### TASK BRIEF
Provide an exact copy of the data, excluding the images.
::::
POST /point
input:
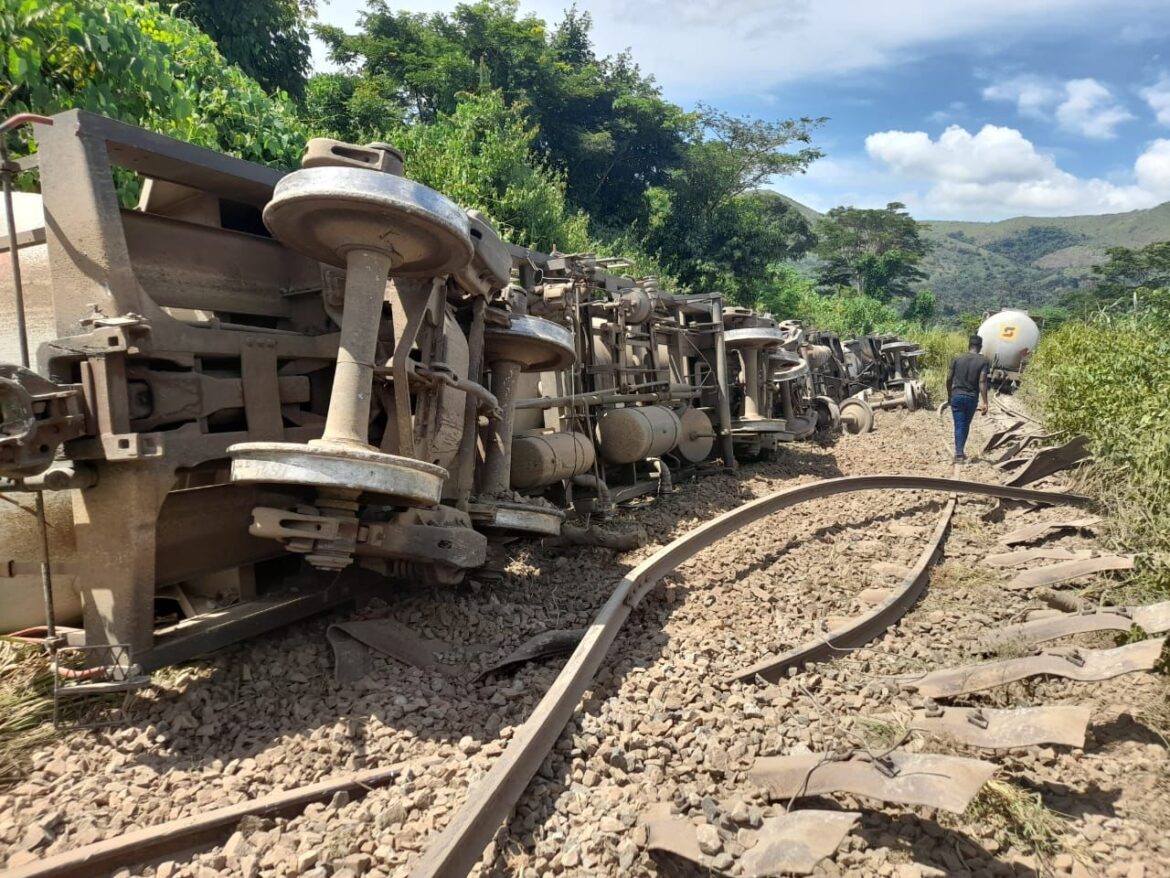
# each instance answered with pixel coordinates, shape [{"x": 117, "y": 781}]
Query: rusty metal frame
[
  {"x": 1066, "y": 570},
  {"x": 1151, "y": 618}
]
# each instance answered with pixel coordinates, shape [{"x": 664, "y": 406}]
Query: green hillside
[{"x": 1025, "y": 261}]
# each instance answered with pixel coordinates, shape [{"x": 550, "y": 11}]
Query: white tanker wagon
[{"x": 1009, "y": 341}]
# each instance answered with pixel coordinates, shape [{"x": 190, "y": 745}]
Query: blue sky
[{"x": 963, "y": 109}]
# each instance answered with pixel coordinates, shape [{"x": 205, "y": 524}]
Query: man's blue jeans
[{"x": 963, "y": 411}]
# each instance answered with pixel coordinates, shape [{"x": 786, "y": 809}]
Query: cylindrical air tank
[
  {"x": 635, "y": 433},
  {"x": 1009, "y": 337},
  {"x": 542, "y": 459}
]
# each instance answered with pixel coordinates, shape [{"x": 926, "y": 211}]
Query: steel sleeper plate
[
  {"x": 789, "y": 844},
  {"x": 1084, "y": 665},
  {"x": 1034, "y": 532},
  {"x": 924, "y": 779},
  {"x": 1068, "y": 570},
  {"x": 999, "y": 729},
  {"x": 1153, "y": 618}
]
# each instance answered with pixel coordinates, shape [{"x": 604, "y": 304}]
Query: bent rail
[
  {"x": 460, "y": 845},
  {"x": 866, "y": 626}
]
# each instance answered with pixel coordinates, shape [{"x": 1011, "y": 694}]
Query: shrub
[{"x": 1108, "y": 377}]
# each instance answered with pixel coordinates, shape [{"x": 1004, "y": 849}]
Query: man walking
[{"x": 967, "y": 382}]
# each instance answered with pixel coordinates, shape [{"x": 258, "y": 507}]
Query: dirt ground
[{"x": 661, "y": 724}]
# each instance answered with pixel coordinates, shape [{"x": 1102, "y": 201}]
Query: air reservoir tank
[
  {"x": 1009, "y": 338},
  {"x": 635, "y": 433}
]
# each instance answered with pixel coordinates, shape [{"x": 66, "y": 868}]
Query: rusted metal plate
[
  {"x": 1084, "y": 665},
  {"x": 352, "y": 642},
  {"x": 1000, "y": 436},
  {"x": 924, "y": 779},
  {"x": 998, "y": 729},
  {"x": 1052, "y": 460},
  {"x": 795, "y": 843},
  {"x": 459, "y": 846},
  {"x": 670, "y": 834},
  {"x": 1034, "y": 532},
  {"x": 1071, "y": 570},
  {"x": 865, "y": 628},
  {"x": 1026, "y": 556},
  {"x": 1154, "y": 619},
  {"x": 545, "y": 644},
  {"x": 789, "y": 844}
]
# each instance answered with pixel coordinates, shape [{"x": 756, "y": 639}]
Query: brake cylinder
[{"x": 548, "y": 458}]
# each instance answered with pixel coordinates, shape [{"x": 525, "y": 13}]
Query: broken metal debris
[
  {"x": 1075, "y": 664},
  {"x": 857, "y": 632},
  {"x": 1153, "y": 618},
  {"x": 795, "y": 843},
  {"x": 1040, "y": 529},
  {"x": 1002, "y": 728},
  {"x": 924, "y": 779},
  {"x": 1052, "y": 460},
  {"x": 787, "y": 844},
  {"x": 1026, "y": 556},
  {"x": 545, "y": 644}
]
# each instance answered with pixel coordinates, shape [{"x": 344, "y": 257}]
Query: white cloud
[
  {"x": 1153, "y": 167},
  {"x": 998, "y": 172},
  {"x": 1032, "y": 95},
  {"x": 1157, "y": 96},
  {"x": 1091, "y": 110},
  {"x": 707, "y": 48},
  {"x": 1080, "y": 107}
]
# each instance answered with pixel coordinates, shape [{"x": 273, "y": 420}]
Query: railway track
[{"x": 488, "y": 802}]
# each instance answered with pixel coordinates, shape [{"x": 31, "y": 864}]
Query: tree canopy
[
  {"x": 133, "y": 62},
  {"x": 1128, "y": 271},
  {"x": 874, "y": 252},
  {"x": 598, "y": 121},
  {"x": 268, "y": 39}
]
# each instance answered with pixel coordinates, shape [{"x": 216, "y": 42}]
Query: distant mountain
[{"x": 1026, "y": 261}]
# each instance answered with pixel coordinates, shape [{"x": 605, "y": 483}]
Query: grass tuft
[
  {"x": 1017, "y": 817},
  {"x": 26, "y": 706}
]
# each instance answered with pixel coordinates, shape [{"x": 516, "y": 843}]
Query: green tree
[
  {"x": 921, "y": 309},
  {"x": 599, "y": 122},
  {"x": 876, "y": 253},
  {"x": 268, "y": 39},
  {"x": 133, "y": 62},
  {"x": 1128, "y": 273},
  {"x": 479, "y": 155},
  {"x": 710, "y": 224}
]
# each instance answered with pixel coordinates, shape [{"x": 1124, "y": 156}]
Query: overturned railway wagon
[{"x": 255, "y": 392}]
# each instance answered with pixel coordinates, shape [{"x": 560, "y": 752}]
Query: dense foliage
[
  {"x": 133, "y": 62},
  {"x": 1133, "y": 274},
  {"x": 268, "y": 39},
  {"x": 876, "y": 253},
  {"x": 1108, "y": 377},
  {"x": 683, "y": 187},
  {"x": 479, "y": 155}
]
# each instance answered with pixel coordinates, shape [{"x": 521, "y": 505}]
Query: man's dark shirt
[{"x": 967, "y": 374}]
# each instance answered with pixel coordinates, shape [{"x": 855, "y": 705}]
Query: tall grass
[
  {"x": 942, "y": 345},
  {"x": 26, "y": 707},
  {"x": 1108, "y": 377}
]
::::
### TASK SOLUTION
POST /point
input:
# each instance answered with pixel coordinates, shape [{"x": 117, "y": 781}]
Query: rusty metal frame
[
  {"x": 1066, "y": 570},
  {"x": 1151, "y": 618}
]
# each instance answered with pixel coordinates, shape [{"x": 664, "y": 406}]
Query: green hillside
[{"x": 1025, "y": 261}]
# each instance answered with pixel coordinates, shape [{"x": 550, "y": 11}]
Query: white tanker wagon
[{"x": 1009, "y": 341}]
# each instance answered with pixel coordinates, shape [{"x": 190, "y": 745}]
Query: blue sky
[{"x": 963, "y": 109}]
# each instance answered with pixel coordinates, shape [{"x": 205, "y": 524}]
Query: man's blue jeans
[{"x": 963, "y": 411}]
# each instance answered with pixel coordinates, shape [{"x": 786, "y": 809}]
Query: cylindrical air tank
[
  {"x": 635, "y": 433},
  {"x": 1009, "y": 337},
  {"x": 542, "y": 459}
]
# each instance answered with pixel coordinates, shape [{"x": 926, "y": 211}]
Query: steel sleeper plate
[
  {"x": 789, "y": 844},
  {"x": 1084, "y": 665},
  {"x": 1034, "y": 532},
  {"x": 924, "y": 779},
  {"x": 1068, "y": 570},
  {"x": 999, "y": 729},
  {"x": 1153, "y": 618}
]
# each instance answered with pixel coordinates, shape [{"x": 604, "y": 304}]
Query: bent rail
[
  {"x": 460, "y": 845},
  {"x": 866, "y": 626}
]
# each instance answered with pixel coordinates, shape [{"x": 1011, "y": 694}]
Query: shrub
[{"x": 1108, "y": 377}]
# each instance answered with pixel coordinates, shape [{"x": 1004, "y": 849}]
Query: man walking
[{"x": 967, "y": 382}]
# each instance answered with pixel coordinates, shape [{"x": 258, "y": 507}]
Query: dirt ground
[{"x": 661, "y": 724}]
# each instance answered with pixel coordinates, shape [{"x": 1102, "y": 201}]
Query: air reservoir tank
[
  {"x": 1009, "y": 338},
  {"x": 635, "y": 433}
]
# each instance answered with pixel coordinates, shape [{"x": 66, "y": 868}]
Query: rusted metal plate
[
  {"x": 1084, "y": 665},
  {"x": 352, "y": 642},
  {"x": 1000, "y": 436},
  {"x": 924, "y": 779},
  {"x": 998, "y": 729},
  {"x": 1052, "y": 460},
  {"x": 795, "y": 843},
  {"x": 459, "y": 846},
  {"x": 670, "y": 834},
  {"x": 1034, "y": 532},
  {"x": 1071, "y": 570},
  {"x": 865, "y": 628},
  {"x": 1026, "y": 556},
  {"x": 1154, "y": 619},
  {"x": 545, "y": 644},
  {"x": 789, "y": 844}
]
# each instance answered with pixel coordinates, shape [{"x": 756, "y": 639}]
Query: brake cylinder
[{"x": 548, "y": 458}]
# each instance answered with pixel coordinates, shape [{"x": 525, "y": 13}]
Query: broken metal debris
[
  {"x": 1075, "y": 664},
  {"x": 857, "y": 632},
  {"x": 1153, "y": 618},
  {"x": 795, "y": 843},
  {"x": 1040, "y": 529},
  {"x": 1002, "y": 728},
  {"x": 924, "y": 779},
  {"x": 1052, "y": 460},
  {"x": 787, "y": 844},
  {"x": 1026, "y": 556},
  {"x": 545, "y": 644}
]
# each instance answered with pixel coordinates, shape [{"x": 344, "y": 257}]
Query: white cloud
[
  {"x": 1153, "y": 167},
  {"x": 998, "y": 172},
  {"x": 1032, "y": 95},
  {"x": 1157, "y": 96},
  {"x": 1091, "y": 110},
  {"x": 707, "y": 48},
  {"x": 1080, "y": 107}
]
# each instance answered with pixel coordinates, shape [{"x": 273, "y": 420}]
Query: railway track
[{"x": 488, "y": 802}]
# each instance answered with pixel coordinates, shape [{"x": 31, "y": 864}]
Query: tree canopy
[
  {"x": 133, "y": 62},
  {"x": 1128, "y": 271},
  {"x": 874, "y": 252},
  {"x": 598, "y": 121},
  {"x": 268, "y": 39}
]
# each instance answered with pixel coordinates, shape [{"x": 216, "y": 42}]
Query: distant mountain
[{"x": 1026, "y": 261}]
# each instance answered with pixel coordinates, shape [{"x": 605, "y": 483}]
Query: grass tuft
[
  {"x": 1017, "y": 817},
  {"x": 26, "y": 706}
]
# each instance answered with pixel coordinates, shape [{"x": 516, "y": 843}]
Query: green tree
[
  {"x": 921, "y": 309},
  {"x": 599, "y": 122},
  {"x": 876, "y": 253},
  {"x": 268, "y": 39},
  {"x": 133, "y": 62},
  {"x": 1128, "y": 273},
  {"x": 479, "y": 155},
  {"x": 710, "y": 224}
]
# each instance answered with pixel coordinates, shape [{"x": 1124, "y": 156}]
Query: overturned railway wagon
[{"x": 255, "y": 392}]
# each instance answered with pixel coordinates, shape [{"x": 560, "y": 752}]
Query: dense foliage
[
  {"x": 133, "y": 62},
  {"x": 1133, "y": 274},
  {"x": 268, "y": 39},
  {"x": 876, "y": 253},
  {"x": 1108, "y": 377},
  {"x": 683, "y": 187},
  {"x": 479, "y": 155}
]
# each instance answered with pixel coordinates, shape [{"x": 521, "y": 505}]
Query: man's dark shirt
[{"x": 967, "y": 374}]
# each instance answered with pixel coordinates, shape [{"x": 855, "y": 705}]
Query: tall grass
[
  {"x": 942, "y": 345},
  {"x": 26, "y": 707},
  {"x": 1108, "y": 377}
]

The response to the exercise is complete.